§ GOAL OF THE EXERCISE
Copy every line of the entries below, requests included, starting at the line that contains "Provide the location of each instance of the window" and ending with the final line of the entries. In the answer points, multiply each x and y coordinate by 0.9 and round it to a whole number, with halves rounding up.

____ RECORDS FOR THE EXERCISE

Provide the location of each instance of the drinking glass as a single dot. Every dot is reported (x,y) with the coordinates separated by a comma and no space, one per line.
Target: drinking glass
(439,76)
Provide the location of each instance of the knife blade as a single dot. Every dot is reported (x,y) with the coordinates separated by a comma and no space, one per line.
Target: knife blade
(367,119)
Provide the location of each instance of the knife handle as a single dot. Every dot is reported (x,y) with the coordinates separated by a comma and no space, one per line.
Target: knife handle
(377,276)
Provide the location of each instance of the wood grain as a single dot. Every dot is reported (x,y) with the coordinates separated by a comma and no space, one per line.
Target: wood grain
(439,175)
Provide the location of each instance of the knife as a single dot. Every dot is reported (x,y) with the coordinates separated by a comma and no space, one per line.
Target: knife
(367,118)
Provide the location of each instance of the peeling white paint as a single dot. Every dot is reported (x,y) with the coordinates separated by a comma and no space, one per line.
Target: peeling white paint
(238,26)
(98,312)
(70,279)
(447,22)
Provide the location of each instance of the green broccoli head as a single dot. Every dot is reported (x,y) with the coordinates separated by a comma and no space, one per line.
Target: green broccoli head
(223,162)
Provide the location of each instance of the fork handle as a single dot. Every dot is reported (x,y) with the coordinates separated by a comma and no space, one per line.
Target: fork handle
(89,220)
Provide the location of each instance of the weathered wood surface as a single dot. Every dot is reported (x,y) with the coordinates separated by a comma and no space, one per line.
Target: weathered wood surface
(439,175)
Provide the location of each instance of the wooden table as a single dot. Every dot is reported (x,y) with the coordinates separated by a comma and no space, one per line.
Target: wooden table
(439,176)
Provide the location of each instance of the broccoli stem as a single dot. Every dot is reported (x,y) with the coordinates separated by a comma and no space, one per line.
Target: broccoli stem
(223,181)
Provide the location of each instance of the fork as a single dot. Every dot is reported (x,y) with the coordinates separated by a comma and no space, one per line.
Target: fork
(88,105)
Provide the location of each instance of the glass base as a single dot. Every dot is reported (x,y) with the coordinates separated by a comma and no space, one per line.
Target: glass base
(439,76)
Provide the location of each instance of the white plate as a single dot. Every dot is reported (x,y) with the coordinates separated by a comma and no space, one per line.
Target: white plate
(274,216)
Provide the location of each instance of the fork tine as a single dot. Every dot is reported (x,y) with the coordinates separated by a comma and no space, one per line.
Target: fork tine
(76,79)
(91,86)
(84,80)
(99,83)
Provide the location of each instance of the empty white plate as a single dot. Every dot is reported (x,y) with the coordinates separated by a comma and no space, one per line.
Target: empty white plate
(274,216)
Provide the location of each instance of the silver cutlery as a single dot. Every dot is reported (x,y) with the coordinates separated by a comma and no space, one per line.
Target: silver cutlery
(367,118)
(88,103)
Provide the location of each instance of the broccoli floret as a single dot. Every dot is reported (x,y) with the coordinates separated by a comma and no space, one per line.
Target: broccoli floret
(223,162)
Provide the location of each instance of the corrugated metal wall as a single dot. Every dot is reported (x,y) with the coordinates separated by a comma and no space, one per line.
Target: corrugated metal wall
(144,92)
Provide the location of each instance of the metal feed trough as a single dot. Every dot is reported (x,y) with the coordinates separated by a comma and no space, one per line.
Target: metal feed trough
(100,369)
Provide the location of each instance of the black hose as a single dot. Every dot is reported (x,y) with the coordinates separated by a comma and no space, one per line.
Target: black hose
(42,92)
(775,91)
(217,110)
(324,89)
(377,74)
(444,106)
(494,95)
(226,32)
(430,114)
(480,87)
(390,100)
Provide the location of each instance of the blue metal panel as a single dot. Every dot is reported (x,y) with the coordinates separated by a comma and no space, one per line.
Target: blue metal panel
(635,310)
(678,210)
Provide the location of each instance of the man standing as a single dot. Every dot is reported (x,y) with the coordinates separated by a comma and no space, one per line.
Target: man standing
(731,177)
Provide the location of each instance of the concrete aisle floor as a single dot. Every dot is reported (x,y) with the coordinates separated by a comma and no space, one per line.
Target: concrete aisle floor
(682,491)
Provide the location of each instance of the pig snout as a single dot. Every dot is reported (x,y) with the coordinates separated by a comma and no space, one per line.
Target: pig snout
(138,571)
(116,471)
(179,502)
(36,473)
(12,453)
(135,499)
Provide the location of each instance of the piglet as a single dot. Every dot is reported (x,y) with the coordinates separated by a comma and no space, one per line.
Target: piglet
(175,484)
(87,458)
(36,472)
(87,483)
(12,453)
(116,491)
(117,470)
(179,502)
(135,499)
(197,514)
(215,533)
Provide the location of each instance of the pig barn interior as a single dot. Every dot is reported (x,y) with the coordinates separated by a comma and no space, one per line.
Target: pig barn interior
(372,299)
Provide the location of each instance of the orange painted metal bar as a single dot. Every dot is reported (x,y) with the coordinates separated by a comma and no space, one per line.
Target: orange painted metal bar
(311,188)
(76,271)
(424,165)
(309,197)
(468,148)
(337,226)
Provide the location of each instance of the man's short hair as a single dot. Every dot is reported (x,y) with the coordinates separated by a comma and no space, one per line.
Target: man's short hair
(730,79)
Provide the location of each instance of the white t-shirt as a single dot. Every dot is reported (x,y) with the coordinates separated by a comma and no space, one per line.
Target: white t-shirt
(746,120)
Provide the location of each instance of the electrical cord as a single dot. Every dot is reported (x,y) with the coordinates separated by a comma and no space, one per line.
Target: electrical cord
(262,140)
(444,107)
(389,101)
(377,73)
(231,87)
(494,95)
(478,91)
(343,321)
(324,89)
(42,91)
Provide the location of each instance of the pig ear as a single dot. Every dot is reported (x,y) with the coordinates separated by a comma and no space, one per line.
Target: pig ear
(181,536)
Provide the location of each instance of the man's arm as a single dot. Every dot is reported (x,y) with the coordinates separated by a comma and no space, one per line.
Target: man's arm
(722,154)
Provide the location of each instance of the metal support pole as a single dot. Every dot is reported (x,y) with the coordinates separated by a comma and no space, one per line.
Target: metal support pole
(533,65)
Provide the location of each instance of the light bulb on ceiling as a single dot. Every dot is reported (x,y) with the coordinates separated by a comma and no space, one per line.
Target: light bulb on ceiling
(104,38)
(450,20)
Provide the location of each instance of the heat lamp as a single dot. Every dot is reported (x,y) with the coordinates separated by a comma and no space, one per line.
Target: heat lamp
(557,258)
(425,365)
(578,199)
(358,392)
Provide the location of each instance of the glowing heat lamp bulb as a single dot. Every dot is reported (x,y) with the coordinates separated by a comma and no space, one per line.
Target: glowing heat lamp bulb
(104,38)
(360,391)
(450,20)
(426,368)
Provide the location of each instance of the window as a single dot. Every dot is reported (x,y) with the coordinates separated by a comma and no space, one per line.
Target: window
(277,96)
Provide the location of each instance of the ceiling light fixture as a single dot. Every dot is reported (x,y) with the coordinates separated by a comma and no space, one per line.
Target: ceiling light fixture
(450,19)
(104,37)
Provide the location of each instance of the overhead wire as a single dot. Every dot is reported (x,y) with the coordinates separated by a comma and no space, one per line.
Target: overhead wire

________

§ FULL SOLUTION
Provide the location of each instance of the window as a single dot. Every dot is reported (x,y) with the coordinates separated by a comma and no space, one per line.
Target: window
(249,86)
Provide the location of each instance of the ceiling light fixture as a single dot. Every dot is reported (x,y) with the coordinates separated by a comma and no space, one per line.
Target: ceiling light fixture
(405,17)
(94,33)
Provide the location of each instance of the overhead wire as a single dot. Every dot is reported (x,y) with the coordinates separated by a comma and no space, one per line.
Target: overhead wire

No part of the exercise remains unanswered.